Since September, our Department has been hosting a monthly event for local-area physics teachers. We usually have some time at the beginning for demo-sharing on a specific topic area, then we provide dinner and some time to chat, and we usually end the evening by engaging the teachers in some sort of physics/physics teaching activity. So far we’ve had 5 meetings, and we’ve had lots of good feedback from teachers. About 6-20 teachers have been attending. Hoping to continue to nurture this and thread this into some grant proposals.

Learning Assistant Program Pilot:

Last semester, two faculty in our department attended the LA workshop at UC Boulder. This semester we are piloting some curriculum changes and use of learning assistants. Right now, we are only implementing in two section of  our intro physics course and most of our LAs are already physics majors in our physics teaching concentration; but the plan is to implement more widely and to recruit students to be LAs for next academic year We’ve applied for some money that will hopefully help out with that. I’m not teaching in these section, but I have responsibilities for running the prep session with the instructor and the LAs for instruction each week. I have a undergraduate student who is also helping to collect data regarding this pilot implementation.

Two New Preps:

This semester, I’m teaching three courses, but two of those courses are ones I hadn’t taught before at MTSU. The first one is the second semester of the algebra-based physics course, which covers optics, modern physics, and electricity and magnetism. It’s been nice to have a different course to teach, but it’s meant more prep than usual.

TASK PROMPT →
Answer these questions using the physics department update:
1. About how many teachers have been coming to the monthly event?
2. Where was the LA workshop that two faculty members attended?
3. What topics does the second semester of the algebra-based physics course cover?

(Source data)
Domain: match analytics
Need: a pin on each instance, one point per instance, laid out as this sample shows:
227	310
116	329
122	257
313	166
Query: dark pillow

ANSWER TO THE TASK →
1. About 6 to 20 teachers.
2. At UC Boulder.
3. Optics, modern physics, and electricity and magnetism.